> _Task to complete_: Repeat exactly the lines of the entries below from the one with "Target: tiled floor" through the one with "<point>112,145</point>", both ends included, and nothing else.

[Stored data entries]
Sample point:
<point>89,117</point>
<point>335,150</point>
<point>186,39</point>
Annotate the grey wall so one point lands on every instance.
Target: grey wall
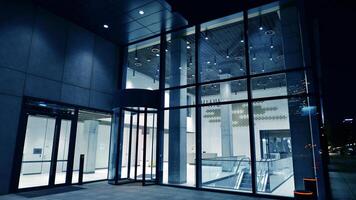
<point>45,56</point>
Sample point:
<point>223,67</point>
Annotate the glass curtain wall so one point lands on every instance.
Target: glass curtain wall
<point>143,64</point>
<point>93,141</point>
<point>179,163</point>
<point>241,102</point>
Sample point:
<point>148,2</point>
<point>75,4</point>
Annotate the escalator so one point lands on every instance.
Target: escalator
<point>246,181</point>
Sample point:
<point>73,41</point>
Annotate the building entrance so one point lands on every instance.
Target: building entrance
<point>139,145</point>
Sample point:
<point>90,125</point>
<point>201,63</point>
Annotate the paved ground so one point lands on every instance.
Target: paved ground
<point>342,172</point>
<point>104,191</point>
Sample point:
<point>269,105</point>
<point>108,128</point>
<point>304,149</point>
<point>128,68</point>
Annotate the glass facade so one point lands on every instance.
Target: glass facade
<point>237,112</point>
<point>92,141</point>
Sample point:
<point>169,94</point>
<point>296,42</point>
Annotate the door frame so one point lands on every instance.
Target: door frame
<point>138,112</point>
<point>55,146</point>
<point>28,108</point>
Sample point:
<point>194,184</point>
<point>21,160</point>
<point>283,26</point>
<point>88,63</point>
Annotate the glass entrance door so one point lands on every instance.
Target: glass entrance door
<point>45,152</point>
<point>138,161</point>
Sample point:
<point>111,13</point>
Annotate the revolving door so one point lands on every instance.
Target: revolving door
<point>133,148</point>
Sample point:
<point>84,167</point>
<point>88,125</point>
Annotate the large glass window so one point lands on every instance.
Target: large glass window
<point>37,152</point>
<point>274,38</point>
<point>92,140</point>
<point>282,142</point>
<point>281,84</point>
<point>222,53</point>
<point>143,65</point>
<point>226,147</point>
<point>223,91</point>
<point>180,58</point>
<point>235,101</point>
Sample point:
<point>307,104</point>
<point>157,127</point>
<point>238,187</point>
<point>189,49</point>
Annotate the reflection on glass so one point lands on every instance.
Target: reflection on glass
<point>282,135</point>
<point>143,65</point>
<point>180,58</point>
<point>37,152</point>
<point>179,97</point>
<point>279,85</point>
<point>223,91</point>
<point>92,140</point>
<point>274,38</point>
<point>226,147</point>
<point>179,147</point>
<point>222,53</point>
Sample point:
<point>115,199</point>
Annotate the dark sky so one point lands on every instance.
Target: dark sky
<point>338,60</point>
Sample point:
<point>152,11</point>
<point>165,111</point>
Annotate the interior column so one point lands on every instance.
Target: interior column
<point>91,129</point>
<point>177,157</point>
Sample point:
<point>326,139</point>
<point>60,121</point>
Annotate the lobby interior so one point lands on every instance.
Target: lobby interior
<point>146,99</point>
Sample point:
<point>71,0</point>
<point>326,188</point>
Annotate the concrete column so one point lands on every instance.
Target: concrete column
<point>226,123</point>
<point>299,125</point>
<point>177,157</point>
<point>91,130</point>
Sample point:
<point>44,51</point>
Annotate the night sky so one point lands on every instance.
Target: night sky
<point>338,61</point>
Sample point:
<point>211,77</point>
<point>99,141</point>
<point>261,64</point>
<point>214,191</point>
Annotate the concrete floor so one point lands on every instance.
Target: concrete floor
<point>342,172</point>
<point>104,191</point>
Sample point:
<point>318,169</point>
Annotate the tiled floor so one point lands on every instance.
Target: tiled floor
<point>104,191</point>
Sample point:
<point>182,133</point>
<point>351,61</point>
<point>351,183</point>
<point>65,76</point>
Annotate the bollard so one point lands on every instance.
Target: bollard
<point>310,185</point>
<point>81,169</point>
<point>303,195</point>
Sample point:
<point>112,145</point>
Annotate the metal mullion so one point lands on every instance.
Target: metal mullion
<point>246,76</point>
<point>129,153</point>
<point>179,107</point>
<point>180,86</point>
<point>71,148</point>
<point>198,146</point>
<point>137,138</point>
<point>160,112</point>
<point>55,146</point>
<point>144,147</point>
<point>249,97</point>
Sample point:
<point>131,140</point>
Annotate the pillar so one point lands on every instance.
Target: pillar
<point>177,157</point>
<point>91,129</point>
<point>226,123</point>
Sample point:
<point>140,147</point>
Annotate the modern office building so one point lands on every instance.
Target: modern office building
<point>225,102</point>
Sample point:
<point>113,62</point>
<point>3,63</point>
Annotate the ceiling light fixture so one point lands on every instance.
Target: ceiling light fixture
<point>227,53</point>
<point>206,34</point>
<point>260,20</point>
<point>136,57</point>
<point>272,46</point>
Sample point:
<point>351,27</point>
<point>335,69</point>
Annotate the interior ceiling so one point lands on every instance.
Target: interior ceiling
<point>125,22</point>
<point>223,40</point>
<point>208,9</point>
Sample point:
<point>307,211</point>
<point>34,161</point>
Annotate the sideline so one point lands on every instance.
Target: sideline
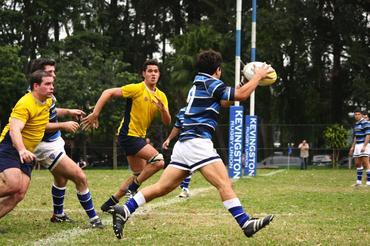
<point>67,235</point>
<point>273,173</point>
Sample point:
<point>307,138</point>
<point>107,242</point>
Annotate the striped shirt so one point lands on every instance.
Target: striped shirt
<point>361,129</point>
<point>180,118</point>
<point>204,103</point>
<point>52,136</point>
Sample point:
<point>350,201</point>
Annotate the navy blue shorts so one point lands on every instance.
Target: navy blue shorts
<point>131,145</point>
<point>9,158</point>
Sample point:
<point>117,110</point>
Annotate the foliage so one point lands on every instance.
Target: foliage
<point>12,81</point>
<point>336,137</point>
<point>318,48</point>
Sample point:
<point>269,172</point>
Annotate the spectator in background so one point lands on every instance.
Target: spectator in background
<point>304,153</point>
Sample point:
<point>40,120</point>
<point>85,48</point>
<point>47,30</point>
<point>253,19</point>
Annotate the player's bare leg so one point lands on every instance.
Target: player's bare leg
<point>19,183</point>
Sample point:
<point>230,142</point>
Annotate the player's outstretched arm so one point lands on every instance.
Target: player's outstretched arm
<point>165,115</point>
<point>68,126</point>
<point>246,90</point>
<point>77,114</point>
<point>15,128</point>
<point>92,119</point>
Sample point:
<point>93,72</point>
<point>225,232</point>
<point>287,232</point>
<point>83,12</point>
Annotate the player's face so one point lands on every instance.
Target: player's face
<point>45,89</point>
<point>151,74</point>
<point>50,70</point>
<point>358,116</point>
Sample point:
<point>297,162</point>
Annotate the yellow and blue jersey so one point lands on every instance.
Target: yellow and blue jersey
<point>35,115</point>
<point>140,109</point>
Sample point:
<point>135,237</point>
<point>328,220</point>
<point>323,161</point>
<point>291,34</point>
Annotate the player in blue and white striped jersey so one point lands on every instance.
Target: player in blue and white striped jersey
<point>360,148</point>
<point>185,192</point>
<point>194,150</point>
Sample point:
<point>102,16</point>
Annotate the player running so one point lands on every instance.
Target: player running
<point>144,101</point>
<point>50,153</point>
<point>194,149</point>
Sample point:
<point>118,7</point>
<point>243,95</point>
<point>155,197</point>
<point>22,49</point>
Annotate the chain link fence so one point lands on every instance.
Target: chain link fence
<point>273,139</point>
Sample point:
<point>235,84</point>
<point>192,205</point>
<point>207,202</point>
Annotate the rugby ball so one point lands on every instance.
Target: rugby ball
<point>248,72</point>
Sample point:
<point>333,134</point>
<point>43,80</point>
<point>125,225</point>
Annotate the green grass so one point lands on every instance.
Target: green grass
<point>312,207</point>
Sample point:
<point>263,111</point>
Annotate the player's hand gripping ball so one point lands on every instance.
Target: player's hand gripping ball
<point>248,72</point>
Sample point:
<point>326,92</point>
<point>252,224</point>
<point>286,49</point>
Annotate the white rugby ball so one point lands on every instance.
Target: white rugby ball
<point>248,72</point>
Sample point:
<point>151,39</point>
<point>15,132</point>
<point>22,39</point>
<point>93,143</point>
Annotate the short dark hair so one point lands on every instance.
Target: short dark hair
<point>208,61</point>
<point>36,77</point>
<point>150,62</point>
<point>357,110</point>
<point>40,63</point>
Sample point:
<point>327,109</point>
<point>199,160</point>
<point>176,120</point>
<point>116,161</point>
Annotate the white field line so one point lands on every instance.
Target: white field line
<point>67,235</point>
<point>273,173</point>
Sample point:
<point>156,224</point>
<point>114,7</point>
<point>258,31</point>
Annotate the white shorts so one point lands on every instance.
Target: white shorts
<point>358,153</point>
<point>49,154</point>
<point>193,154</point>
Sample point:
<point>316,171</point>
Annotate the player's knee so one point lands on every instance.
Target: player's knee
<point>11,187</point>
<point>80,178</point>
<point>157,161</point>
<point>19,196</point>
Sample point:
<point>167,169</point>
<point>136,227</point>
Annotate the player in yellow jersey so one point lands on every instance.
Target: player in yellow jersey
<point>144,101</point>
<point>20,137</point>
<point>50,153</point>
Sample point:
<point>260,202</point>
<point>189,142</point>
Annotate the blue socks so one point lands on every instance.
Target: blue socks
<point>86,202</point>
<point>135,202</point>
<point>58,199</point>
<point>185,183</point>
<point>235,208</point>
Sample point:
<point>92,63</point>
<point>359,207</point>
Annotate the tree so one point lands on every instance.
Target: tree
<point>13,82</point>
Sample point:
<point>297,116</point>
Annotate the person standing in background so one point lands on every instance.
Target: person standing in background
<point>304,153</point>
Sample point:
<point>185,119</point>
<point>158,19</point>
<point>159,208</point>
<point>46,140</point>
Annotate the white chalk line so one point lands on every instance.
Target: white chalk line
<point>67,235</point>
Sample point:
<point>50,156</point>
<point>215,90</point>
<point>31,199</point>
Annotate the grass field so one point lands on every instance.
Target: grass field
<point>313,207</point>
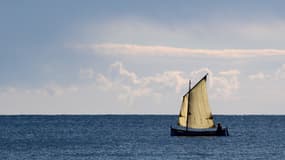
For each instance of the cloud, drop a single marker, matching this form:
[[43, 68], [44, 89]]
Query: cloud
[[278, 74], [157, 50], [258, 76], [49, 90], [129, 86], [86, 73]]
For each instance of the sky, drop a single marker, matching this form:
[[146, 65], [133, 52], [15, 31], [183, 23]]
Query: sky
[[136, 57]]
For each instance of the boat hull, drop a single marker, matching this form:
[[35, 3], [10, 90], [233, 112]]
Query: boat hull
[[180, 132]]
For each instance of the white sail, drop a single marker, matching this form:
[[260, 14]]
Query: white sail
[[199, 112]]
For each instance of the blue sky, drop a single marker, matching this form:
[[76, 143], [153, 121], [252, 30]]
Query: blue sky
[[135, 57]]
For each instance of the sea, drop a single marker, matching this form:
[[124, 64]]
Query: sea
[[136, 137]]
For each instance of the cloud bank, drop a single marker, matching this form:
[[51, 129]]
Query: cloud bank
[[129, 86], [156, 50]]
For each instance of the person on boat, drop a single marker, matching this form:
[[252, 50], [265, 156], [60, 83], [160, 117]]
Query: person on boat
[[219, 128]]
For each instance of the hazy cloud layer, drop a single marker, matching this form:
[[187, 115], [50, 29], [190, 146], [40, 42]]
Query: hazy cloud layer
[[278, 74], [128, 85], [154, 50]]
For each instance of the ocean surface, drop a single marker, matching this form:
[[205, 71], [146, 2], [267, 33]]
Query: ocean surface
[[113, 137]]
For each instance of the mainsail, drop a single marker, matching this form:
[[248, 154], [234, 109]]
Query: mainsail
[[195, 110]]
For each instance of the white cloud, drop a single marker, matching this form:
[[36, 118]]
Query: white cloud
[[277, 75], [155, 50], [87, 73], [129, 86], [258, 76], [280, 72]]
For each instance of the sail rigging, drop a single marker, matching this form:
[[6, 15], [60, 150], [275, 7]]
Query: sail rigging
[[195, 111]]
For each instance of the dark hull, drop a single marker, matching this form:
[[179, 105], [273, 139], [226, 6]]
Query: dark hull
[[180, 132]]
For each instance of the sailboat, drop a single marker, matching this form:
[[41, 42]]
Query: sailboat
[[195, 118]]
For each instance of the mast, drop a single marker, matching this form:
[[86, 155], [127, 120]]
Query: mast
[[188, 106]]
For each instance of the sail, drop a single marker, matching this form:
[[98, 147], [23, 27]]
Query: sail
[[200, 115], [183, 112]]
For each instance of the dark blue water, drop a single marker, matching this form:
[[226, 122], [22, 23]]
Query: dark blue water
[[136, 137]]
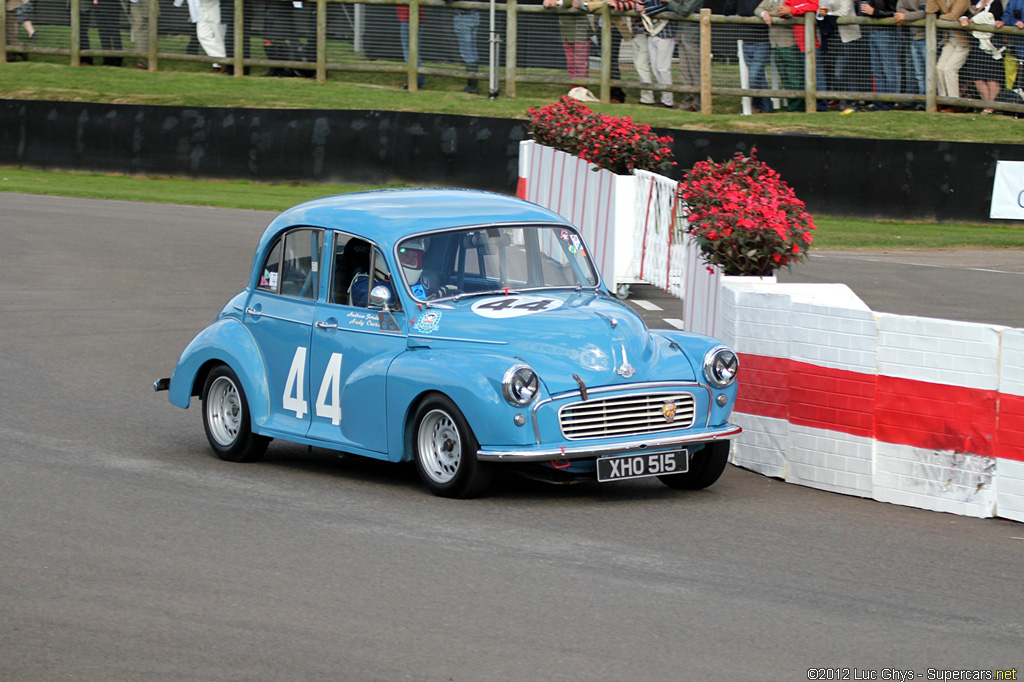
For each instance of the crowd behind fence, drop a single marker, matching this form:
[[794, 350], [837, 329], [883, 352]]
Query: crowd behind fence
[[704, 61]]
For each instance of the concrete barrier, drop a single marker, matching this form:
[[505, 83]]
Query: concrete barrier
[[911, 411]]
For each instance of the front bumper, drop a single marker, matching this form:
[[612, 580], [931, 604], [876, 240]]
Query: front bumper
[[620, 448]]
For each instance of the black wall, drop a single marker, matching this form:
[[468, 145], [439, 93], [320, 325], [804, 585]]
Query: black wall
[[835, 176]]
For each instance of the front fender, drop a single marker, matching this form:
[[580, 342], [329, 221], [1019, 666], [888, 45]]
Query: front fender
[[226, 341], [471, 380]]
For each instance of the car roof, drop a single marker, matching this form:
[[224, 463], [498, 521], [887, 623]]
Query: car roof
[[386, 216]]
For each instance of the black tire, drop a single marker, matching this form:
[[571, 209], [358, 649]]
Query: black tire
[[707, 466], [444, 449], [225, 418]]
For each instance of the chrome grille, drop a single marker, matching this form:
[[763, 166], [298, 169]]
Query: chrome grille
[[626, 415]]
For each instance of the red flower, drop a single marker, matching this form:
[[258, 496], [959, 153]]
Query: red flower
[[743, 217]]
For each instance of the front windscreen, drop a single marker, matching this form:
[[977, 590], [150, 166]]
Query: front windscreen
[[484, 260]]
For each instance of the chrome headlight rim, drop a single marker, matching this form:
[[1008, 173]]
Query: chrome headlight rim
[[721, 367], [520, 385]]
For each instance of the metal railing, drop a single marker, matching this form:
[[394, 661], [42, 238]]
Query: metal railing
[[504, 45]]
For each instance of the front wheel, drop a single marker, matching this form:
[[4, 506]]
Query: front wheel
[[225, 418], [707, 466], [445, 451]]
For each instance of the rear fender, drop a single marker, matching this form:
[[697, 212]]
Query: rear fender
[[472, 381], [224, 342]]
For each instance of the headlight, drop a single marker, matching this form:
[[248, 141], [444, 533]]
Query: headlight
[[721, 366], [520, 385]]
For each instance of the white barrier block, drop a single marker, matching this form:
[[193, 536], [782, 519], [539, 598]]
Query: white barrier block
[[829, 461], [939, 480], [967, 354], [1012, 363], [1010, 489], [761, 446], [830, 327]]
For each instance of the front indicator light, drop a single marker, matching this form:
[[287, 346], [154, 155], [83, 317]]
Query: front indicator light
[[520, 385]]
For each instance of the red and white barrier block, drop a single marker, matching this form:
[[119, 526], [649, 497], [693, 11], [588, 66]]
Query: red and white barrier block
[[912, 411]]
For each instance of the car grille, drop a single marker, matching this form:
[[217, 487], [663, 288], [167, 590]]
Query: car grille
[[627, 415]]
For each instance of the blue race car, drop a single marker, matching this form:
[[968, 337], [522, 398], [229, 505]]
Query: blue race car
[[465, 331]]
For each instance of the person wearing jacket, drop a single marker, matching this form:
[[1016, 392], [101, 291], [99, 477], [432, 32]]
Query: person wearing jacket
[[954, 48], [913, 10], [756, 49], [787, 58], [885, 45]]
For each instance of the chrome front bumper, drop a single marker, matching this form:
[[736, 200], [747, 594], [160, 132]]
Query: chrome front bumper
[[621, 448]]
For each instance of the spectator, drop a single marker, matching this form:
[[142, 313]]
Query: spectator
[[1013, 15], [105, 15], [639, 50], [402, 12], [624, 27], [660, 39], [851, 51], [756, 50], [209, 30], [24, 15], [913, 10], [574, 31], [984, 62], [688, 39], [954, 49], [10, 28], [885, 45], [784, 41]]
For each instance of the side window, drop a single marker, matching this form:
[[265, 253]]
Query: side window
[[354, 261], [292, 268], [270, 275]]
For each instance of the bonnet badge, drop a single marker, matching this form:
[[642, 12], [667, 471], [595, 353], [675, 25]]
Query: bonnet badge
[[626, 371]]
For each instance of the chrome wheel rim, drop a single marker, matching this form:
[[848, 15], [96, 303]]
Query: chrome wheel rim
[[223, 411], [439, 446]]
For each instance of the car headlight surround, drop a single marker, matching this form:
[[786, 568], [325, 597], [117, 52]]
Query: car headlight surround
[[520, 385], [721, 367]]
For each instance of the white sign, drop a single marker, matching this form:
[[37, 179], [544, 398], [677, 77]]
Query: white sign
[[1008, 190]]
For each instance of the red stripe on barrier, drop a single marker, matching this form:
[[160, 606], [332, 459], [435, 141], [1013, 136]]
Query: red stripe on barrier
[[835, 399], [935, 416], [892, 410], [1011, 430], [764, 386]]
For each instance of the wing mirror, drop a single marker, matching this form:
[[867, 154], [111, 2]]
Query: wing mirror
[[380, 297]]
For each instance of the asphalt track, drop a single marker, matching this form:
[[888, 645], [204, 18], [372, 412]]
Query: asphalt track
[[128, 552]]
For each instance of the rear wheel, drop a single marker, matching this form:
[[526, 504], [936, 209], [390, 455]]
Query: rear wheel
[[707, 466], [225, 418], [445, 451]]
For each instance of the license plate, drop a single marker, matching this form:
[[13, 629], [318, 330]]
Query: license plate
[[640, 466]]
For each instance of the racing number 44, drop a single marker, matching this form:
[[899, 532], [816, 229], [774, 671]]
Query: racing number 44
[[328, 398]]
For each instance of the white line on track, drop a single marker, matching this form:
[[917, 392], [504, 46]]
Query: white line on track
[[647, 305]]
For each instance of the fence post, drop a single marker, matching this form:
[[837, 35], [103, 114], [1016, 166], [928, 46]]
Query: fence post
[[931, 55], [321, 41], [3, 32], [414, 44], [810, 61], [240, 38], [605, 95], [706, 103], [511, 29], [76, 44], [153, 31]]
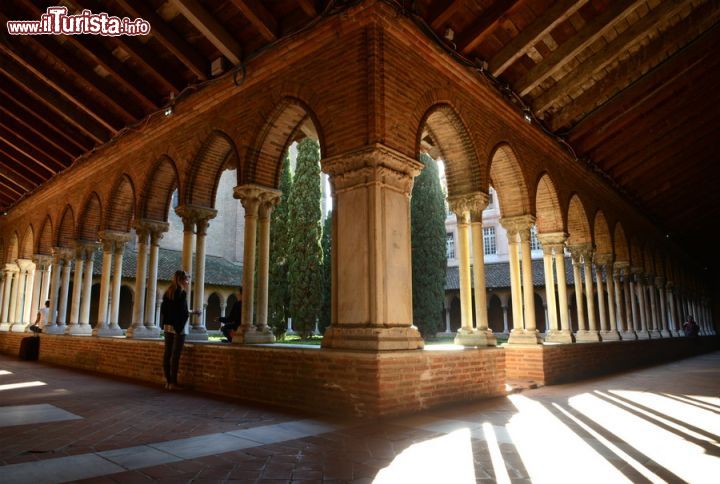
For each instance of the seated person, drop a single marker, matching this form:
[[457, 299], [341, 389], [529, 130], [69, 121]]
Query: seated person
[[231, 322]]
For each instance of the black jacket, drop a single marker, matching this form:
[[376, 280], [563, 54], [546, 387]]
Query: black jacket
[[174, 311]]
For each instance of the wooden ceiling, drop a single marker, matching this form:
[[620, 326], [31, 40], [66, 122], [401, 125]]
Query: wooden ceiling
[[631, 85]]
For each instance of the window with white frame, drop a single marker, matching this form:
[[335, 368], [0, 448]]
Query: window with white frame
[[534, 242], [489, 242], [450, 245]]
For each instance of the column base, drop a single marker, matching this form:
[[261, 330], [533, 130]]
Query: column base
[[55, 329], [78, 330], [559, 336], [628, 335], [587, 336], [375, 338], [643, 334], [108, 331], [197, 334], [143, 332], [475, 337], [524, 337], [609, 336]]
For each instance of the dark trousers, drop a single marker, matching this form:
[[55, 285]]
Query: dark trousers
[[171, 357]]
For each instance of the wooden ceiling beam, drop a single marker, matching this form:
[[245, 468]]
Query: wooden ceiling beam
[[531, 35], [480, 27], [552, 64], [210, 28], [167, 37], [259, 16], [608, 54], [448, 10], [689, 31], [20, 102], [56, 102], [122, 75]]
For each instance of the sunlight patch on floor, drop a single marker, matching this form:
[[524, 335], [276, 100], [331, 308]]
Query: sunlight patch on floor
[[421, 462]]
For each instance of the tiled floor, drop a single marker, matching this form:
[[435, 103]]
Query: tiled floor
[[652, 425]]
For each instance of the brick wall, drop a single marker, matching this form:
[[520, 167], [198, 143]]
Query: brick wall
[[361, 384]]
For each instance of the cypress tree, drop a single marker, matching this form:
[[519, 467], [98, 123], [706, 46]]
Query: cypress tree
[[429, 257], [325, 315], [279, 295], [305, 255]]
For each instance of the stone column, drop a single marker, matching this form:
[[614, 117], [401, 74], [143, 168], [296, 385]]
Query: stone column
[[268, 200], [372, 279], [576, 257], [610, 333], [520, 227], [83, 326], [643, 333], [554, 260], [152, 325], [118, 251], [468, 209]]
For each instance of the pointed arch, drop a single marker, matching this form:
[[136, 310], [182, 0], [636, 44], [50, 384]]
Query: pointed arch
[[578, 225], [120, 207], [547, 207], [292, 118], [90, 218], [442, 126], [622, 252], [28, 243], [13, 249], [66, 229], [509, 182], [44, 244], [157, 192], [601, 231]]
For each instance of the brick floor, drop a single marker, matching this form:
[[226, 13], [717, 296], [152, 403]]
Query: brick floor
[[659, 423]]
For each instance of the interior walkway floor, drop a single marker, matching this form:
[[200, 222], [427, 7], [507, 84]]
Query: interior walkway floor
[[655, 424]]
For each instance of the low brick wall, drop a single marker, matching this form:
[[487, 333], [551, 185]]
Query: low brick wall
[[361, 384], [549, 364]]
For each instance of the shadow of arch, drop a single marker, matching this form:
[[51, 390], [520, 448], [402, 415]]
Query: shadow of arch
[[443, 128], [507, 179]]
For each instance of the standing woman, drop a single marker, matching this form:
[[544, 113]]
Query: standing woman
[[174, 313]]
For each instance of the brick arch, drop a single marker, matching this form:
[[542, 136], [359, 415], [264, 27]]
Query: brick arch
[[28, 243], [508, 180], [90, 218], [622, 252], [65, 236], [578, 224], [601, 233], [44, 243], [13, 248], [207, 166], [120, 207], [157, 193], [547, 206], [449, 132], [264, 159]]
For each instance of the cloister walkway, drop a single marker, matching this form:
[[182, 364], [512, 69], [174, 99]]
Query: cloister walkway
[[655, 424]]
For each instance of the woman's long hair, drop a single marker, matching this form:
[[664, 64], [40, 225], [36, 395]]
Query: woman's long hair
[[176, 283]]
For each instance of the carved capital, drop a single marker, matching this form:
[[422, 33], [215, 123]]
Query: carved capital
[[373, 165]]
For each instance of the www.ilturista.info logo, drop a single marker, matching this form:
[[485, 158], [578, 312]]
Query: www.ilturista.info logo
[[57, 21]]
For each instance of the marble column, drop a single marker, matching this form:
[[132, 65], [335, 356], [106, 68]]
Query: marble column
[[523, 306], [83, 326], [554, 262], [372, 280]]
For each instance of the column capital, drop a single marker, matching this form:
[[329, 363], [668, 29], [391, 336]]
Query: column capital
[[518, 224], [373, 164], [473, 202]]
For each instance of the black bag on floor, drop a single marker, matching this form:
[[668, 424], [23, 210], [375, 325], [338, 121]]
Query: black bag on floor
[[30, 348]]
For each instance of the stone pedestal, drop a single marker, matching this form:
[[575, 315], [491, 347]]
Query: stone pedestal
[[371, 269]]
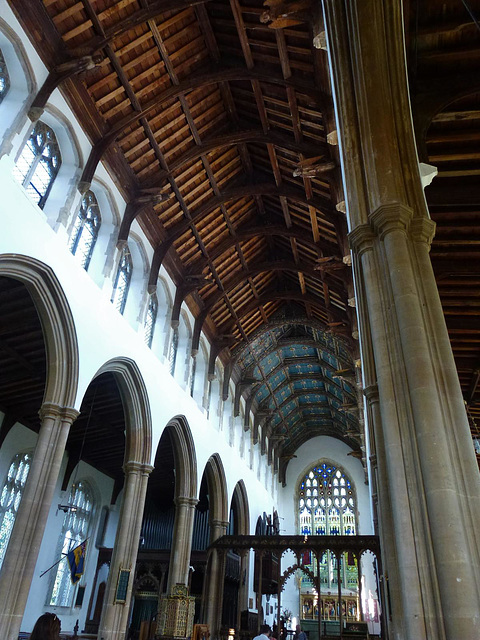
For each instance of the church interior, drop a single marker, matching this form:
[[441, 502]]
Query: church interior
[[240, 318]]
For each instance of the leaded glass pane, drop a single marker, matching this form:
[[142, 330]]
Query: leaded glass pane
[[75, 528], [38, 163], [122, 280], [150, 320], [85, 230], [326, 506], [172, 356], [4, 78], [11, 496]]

> _Written solution_:
Target: tiled floor
<point>104,191</point>
Sample point:
<point>182,133</point>
<point>351,61</point>
<point>351,183</point>
<point>65,76</point>
Annotate the bollard so one point lands on every instance.
Target: bollard
<point>310,185</point>
<point>81,169</point>
<point>303,195</point>
Sample point:
<point>112,145</point>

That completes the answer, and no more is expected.